Quoted passage:
#####
Leading Disability Advocate Examines Draft Disability Law in Indonesia
December 2, 2015
This is part of a special series for International Day of Persons with Disabilities.
Like many countries, Indonesia is accelerating efforts to implement its commitment as a 2011 signatory to the International Convention on the Rights of People with Disabilities (CRPD), particularly as the newly minted 2030 Sustainable Development Goals have made explicit that the United Nations will give more weight and focus to disabilities. Indonesia has in place a basic framework guaranteeing rights, but there are significant gaps, including national laws with discriminatory provisions, ambiguous and unclear language that enables discrimination and non-compliance, and limited fiscal resources allocated to disability inclusion. [Watch a new video about life for people with disability in rural Indonesia.] Moreover, both criminal and civil law fails to position people with disabilities as equal subjects before the law, impacting access to justice for persons with disabilities as both plaintiffs and defendants.
#####
Provided data:
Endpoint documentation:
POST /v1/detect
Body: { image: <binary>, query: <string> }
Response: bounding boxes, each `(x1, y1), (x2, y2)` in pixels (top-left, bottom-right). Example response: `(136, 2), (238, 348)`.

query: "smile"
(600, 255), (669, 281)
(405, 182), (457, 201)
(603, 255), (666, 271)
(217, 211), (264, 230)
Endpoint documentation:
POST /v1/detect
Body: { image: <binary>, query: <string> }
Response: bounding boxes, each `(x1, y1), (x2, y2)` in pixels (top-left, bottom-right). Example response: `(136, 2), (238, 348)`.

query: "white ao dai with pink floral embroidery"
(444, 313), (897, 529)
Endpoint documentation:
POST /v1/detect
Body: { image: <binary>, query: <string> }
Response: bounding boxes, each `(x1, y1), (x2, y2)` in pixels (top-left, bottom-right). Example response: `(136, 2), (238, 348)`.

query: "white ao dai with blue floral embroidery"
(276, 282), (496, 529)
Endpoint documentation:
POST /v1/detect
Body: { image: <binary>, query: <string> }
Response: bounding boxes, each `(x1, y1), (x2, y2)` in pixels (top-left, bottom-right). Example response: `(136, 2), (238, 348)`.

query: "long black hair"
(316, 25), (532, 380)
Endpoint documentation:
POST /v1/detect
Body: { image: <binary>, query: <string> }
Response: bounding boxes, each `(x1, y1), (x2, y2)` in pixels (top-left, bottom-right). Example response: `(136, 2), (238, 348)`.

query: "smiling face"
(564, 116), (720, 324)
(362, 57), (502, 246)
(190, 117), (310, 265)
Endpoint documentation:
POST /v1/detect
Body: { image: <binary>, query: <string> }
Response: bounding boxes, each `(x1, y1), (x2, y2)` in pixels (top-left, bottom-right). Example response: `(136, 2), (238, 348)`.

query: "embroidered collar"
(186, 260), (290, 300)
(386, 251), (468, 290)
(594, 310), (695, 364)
#####
Problems to solve:
A - For the article on Indonesia's draft disability law, decide whether each statement agrees with it. (i) Indonesia became a signatory to the CRPD in 2011. (ii) Indonesia lacks any basic framework guaranteeing rights. (iii) The funds allocated to disability inclusion are described as ample. Answer yes or no to each and quote the deciding words.
B - Copy everything in the article on Indonesia's draft disability law from "Leading Disability Advocate" down to "Persons with Disabilities.", swapping "Indonesia" for "Vietnam".

Expected outputs:
A -
(i) Yes: "as a 2011 signatory to the International Convention on the Rights of People with Disabilities (CRPD)"
(ii) No: "Indonesia has in place a basic framework guaranteeing rights"
(iii) No: "limited fiscal resources allocated to disability inclusion"

B -
Leading Disability Advocate Examines Draft Disability Law in Vietnam
December 2, 2015
This is part of a special series for International Day of Persons with Disabilities.